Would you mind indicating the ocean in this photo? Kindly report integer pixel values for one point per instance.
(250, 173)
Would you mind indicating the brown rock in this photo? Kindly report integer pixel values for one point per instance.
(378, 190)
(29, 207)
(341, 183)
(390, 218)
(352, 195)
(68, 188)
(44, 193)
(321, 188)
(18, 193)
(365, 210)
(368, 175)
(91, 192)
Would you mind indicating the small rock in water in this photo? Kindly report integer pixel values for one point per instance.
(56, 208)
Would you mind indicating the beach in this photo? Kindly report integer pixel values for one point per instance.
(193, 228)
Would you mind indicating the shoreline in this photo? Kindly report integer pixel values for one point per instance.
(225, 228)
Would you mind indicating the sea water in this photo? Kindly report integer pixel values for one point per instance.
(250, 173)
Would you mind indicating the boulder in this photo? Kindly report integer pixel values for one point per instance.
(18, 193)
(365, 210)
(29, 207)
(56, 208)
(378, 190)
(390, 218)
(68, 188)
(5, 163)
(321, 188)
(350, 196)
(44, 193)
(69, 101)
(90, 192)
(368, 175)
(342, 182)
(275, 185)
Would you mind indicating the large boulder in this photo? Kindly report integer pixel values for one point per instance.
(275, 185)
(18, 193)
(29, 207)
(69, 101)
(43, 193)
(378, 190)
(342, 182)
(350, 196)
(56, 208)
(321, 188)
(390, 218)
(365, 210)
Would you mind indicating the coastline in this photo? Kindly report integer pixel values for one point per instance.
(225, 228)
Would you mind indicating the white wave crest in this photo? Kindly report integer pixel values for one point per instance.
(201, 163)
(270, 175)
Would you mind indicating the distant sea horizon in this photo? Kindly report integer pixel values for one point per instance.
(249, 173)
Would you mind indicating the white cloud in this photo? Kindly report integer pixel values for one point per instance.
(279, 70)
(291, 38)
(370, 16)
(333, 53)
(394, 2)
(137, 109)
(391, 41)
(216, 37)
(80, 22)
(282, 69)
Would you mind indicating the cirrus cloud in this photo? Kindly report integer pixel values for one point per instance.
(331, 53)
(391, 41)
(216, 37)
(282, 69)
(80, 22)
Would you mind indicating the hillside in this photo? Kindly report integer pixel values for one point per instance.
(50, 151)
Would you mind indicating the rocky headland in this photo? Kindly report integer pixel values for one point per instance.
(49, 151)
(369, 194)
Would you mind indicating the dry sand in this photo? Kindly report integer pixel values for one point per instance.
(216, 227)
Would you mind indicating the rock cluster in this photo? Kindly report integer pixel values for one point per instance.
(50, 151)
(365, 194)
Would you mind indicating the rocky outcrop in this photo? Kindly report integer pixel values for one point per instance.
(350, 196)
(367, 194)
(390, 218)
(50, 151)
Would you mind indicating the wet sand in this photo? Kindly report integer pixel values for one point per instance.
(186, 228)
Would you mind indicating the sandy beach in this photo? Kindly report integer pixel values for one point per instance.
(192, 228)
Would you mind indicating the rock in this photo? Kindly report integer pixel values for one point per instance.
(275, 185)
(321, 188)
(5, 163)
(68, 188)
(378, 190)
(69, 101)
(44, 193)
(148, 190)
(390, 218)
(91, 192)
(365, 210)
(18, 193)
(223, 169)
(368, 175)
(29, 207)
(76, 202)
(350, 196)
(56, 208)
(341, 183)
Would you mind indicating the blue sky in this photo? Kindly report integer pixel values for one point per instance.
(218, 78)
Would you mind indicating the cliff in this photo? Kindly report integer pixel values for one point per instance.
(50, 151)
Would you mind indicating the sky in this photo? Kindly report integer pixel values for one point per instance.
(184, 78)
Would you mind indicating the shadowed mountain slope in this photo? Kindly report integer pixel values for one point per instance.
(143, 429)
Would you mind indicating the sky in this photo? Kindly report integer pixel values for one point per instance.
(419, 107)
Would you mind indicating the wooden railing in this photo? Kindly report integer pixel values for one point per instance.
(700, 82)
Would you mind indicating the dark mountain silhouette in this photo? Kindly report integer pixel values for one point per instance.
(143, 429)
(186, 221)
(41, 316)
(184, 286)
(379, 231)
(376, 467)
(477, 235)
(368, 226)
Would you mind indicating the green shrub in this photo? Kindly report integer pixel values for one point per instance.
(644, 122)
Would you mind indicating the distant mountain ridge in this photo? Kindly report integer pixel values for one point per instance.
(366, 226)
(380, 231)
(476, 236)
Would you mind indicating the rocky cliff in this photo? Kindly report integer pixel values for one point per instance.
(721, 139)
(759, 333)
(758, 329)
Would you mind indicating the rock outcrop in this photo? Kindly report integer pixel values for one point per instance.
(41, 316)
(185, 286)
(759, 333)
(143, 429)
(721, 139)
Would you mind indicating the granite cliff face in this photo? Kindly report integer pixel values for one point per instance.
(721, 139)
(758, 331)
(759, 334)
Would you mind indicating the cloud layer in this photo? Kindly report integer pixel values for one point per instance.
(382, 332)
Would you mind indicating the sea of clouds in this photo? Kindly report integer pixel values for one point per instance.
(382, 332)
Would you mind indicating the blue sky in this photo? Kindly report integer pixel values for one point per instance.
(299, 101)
==
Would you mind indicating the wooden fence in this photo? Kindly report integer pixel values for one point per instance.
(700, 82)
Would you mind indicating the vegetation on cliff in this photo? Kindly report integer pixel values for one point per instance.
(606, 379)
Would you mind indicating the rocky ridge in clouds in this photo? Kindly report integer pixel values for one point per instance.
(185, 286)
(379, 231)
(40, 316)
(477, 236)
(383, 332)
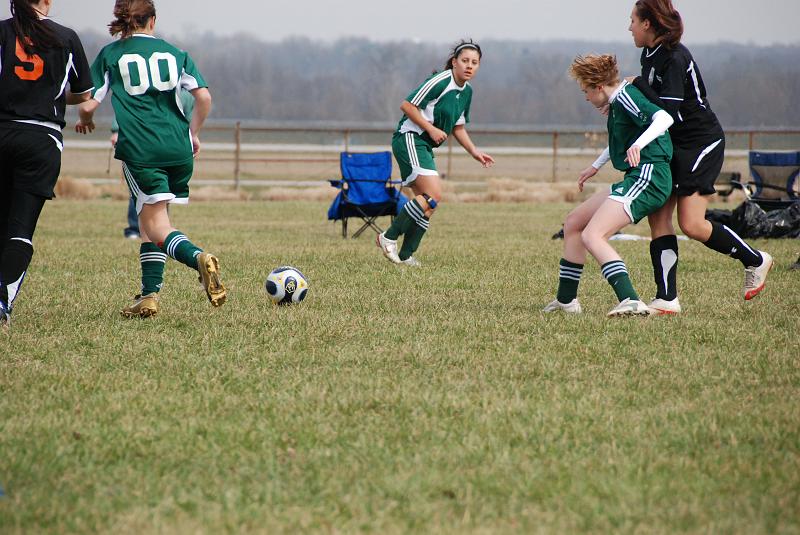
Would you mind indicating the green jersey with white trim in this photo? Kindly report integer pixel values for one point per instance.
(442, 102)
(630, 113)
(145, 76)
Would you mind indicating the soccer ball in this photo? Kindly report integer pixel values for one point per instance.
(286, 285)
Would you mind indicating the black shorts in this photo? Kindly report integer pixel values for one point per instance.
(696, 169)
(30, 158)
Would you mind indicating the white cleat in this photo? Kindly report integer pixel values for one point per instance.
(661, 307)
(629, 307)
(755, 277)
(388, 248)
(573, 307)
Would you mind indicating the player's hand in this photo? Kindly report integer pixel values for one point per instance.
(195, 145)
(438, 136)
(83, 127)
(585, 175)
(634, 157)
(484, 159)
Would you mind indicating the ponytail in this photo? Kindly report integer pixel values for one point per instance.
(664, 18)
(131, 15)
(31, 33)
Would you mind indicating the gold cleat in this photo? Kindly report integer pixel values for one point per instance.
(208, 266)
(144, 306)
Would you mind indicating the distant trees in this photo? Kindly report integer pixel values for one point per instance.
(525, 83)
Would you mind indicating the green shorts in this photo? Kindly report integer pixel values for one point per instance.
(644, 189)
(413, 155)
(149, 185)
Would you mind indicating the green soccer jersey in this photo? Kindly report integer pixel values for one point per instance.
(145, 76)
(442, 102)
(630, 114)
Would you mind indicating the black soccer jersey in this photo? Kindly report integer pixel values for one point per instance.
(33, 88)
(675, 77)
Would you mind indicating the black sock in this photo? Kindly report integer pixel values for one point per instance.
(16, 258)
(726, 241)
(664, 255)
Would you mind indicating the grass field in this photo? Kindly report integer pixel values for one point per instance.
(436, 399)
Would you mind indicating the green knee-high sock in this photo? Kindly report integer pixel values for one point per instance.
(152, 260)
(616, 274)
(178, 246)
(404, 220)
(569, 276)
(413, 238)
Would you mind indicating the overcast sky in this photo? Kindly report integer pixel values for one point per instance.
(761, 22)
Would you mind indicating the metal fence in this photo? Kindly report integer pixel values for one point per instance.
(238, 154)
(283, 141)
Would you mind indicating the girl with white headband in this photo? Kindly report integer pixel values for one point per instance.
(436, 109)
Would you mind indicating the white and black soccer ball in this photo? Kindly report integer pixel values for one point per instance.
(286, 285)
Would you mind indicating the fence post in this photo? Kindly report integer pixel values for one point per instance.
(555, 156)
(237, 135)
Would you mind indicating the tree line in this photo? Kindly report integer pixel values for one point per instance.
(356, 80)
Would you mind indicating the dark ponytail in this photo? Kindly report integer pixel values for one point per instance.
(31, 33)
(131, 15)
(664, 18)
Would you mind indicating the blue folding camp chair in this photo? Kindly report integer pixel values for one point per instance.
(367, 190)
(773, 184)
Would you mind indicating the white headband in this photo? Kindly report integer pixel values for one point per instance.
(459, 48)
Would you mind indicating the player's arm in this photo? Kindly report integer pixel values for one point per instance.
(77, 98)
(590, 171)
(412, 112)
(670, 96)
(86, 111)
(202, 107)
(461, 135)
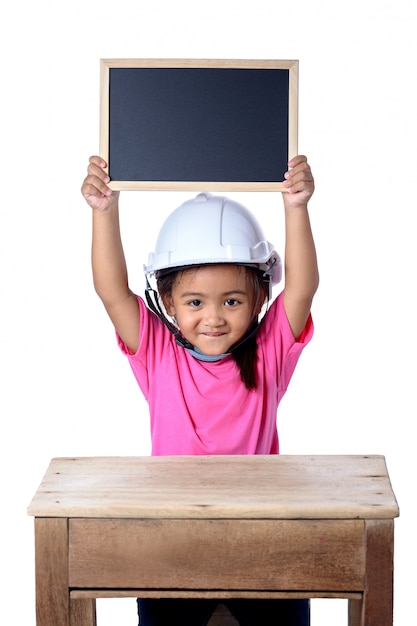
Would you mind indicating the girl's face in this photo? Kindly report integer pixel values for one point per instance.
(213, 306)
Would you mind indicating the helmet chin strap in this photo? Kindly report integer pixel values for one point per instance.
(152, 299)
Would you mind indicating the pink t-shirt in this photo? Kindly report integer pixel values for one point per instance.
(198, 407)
---
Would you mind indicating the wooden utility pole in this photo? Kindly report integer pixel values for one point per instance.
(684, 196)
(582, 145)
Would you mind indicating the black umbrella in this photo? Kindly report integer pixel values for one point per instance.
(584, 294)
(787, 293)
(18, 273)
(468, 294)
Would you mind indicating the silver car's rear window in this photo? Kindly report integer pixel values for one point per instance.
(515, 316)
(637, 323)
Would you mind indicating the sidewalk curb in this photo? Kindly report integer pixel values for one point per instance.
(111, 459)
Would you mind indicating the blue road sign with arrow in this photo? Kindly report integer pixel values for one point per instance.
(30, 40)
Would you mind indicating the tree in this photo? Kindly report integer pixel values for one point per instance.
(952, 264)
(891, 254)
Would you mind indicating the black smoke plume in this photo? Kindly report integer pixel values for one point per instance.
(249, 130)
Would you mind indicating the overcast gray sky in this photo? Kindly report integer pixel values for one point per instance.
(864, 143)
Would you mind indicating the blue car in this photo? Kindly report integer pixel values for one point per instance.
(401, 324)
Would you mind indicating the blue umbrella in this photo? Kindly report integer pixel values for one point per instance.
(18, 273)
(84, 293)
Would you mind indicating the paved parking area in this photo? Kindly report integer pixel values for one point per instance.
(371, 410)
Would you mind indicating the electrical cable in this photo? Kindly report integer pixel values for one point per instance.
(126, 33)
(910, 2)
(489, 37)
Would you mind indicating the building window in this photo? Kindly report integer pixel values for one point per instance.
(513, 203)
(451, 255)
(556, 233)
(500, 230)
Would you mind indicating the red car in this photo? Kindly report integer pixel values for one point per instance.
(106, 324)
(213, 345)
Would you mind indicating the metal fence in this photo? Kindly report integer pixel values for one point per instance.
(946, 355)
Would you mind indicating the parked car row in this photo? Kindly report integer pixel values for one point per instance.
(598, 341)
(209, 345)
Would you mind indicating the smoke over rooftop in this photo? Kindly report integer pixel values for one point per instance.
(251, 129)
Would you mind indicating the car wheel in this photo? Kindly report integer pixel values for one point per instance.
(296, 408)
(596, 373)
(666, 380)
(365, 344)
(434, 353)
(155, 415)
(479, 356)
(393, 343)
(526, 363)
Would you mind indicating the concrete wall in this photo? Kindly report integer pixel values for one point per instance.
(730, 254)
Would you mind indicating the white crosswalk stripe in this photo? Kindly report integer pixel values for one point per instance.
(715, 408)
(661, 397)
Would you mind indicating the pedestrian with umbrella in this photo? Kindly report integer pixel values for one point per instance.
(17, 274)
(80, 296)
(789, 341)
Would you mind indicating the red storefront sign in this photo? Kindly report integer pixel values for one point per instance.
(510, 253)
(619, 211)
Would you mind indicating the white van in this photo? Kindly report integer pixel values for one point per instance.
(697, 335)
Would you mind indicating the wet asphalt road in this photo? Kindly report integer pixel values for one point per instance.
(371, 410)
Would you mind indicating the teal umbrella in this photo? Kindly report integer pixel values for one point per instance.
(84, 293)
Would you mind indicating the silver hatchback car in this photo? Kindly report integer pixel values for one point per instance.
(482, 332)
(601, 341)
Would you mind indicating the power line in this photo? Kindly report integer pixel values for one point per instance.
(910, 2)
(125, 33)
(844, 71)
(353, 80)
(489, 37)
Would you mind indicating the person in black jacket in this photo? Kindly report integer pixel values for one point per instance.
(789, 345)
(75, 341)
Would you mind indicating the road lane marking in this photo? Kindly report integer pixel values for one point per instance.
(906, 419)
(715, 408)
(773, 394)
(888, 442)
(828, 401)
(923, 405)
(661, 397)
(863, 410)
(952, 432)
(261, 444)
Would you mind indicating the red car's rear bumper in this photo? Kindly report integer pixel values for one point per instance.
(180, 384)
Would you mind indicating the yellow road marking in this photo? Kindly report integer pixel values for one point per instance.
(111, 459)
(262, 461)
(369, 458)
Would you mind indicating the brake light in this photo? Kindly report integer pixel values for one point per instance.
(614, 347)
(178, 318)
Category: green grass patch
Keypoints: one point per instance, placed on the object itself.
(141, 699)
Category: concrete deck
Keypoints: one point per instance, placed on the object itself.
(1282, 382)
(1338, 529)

# [PROBLEM REQUIREMENTS]
Determine the number of lines in the material above that include the word "Category". Give that number and no other text.

# [OUTPUT FOR THIS TASK]
2